Am Sonntag schwenkte Macron dann allerdings um und kündigte den vollständigen Abzug der französischen Truppen noch vor Jahresende an. Dies wird voraussichtlich Auswirkungen auf die deutsche Bundeswehr in Niger haben. Bereits in der vergangenen Woche hatte Kriesminister Boris Pistorius geäußert: »Wenn es keinen Grund mehr gibt zu bleiben und die Gefahr für unsere Truppe zu hoch ist, dann müssen wir unsere Präsenz natürlich überprüfen.« Falls Frankreich seine Einheiten abziehe, dann stelle sich »auch für uns die Frage eines Abzuges umso mehr«. Dies ist nun der Fall.
Die »Alliance des États du Sahel« (AES)
Parallel zum Abzug der westeuropäischen Truppen haben die drei Staaten des zentralen Sahel begonnen, eine eigene Sicherheitsstruktur zu entwickeln. So haben Mali, Burkina Faso und Niger am 16. September ein neues Verteidigungsbündnis gegründet, das den Namen »Alliance des États du Sahel« (AES) trägt. Es sieht explizit vor, daß im Fall eines Angriffs auf einen der Mitgliedstaaten alle drei gemeinsam die Angreifer militärisch zurückzuschlagen suchen.
Aktuell gilt dies insbesondere der Drohung der westafrikanischen Regionalorganisation ECOWAS, nach Niger einzumarschieren, sollte die Junta in Niamey sich nicht zum Rücktritt bereiterklären. Einen solchen Einmarsch hatte vor allem Frankreich unterstützt, um den eng mit ihm kollaborierenden gestürzten Präsidenten Bazoum erneut an die politische Macht zu bringen.

- _Aufgaben_
• a. Fassen Sie im Textauszug den Absatz, der mit „Parallel zum Abzug“ beginnt, als knappe Stichpunktliste zusammen, ohne einen Kernfakt auszulassen.
• b. Führen Sie den Textauszug zum Truppenabzug aus dem Sahel im Anschluss an seinen letzten Satz fort.

- _Daten_

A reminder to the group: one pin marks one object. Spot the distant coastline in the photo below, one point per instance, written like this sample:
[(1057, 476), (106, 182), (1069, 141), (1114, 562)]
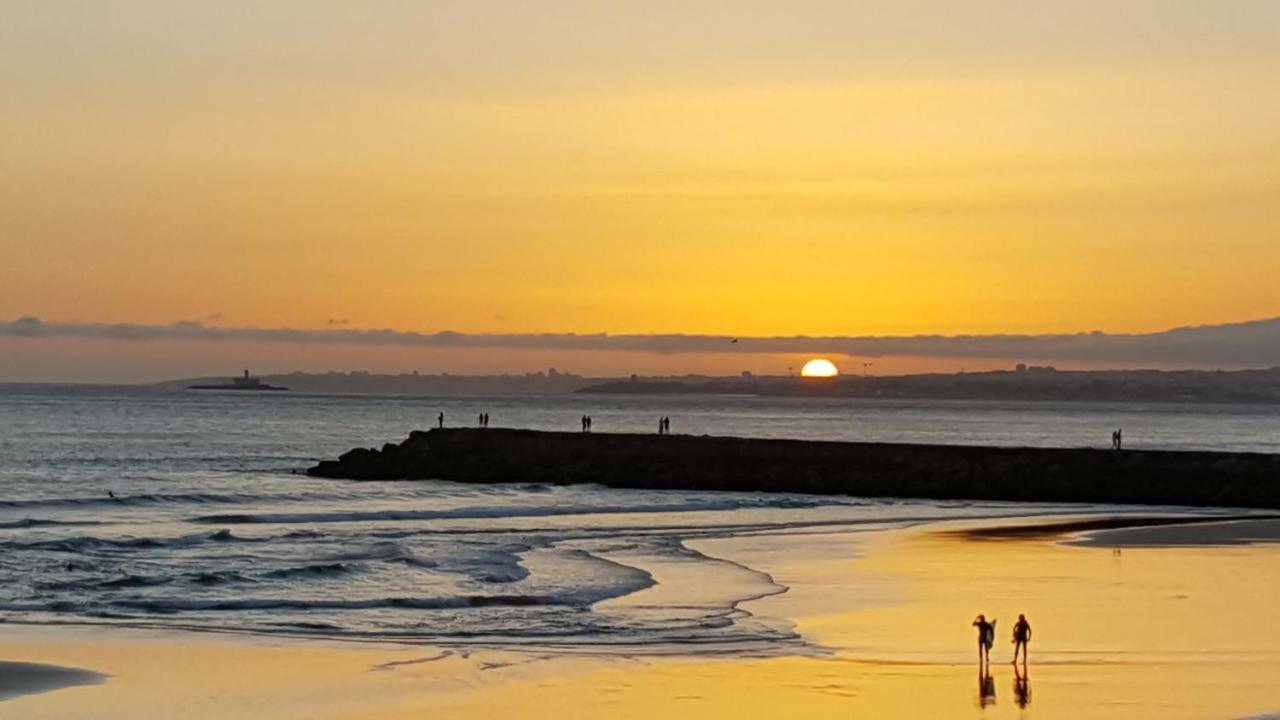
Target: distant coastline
[(863, 469), (1033, 384)]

- _Lösungen je Aufgabe_
• a.
- Mali, Burkina Faso und Niger bauen parallel zum Abzug der westeuropäischen Truppen eine eigene Sicherheitsstruktur auf.
- Am 16. September gründeten sie das Verteidigungsbündnis „Alliance des États du Sahel“ (AES).
- Bei einem Angriff auf einen Mitgliedstaat wollen alle drei die Angreifer gemeinsam militärisch zurückschlagen.

• b.
Abgesehen von der Abwehr äußerer Bedrohungen ist die AES auch zur Abwehr innerer Gewalt insbesondere durch jihadistischen Terror gedacht; ihr Gründungsdokument trägt den Namen »Charte du Liptako-Gourma« – benannt nach der Grenzregion zwischen Mali, Burkina Faso und Niger, die zuletzt in besonderem Maß unter jihadistischen Angriffen litt. Burkina Faso hat bereits hundert Soldaten in Nigers Region Tillia entsandt.
Russische Militärausbilder
Noch unklar ist, wie sich das Verhältnis der AES zu außerafrikanischen Mächten jenseits Westeuropas entwickeln wird. Malis Regierung unterhält derzeit enge Militärbeziehungen zu Rußland, hat russische Militärs und Mitarbeiter privater russischer Militärfirmen ins Land geholt und kauft russische Waffen. Burkina Faso erwirbt gleichfalls russische Rüstungsgüter, sucht bisher aber den Kampf gegen den jihadistischen Terror eigenständig, möglichst ohne unmittelbare auswärtige Unterstützung zu führen.
Ob dies gelingt, ist ungewiß. Ende August hielt sich eine russische Delegation unter Leitung des Moskauer Vizeverteidigungsministers Junus-Bek Jewkurow in Ouagadougou auf, um Optionen zur Zusammenarbeit zu diskutieren. Dabei war auch die Ausbildung burkinischer Militärpiloten in Rußland im Gespräch. Details über die Ergebnisse sind allerdings bislang nicht bekannt.
US-amerikanische Drohnen
In Niger wiederum suchen sich die Vereinigten Staaten festzusetzen. Zum einen haben sie mittlerweile diejenigen ihrer Soldaten, die in Niamey unmittelbar neben den französischen Truppen stationiert waren, auf ihre Drohnenbasis in Agadez im Norden des Landes verlegt; Frankreichs bevorstehender Truppenabzug tangiert sie also nicht. Zum anderen haben sie ihre Drohnenflüge in Agadez, die nach dem Putsch in Niamey vom 26. Juli zunächst ausgesetzt worden waren, in gewissem Umfang wieder aufgenommen, und sie wollen sie ausweiten.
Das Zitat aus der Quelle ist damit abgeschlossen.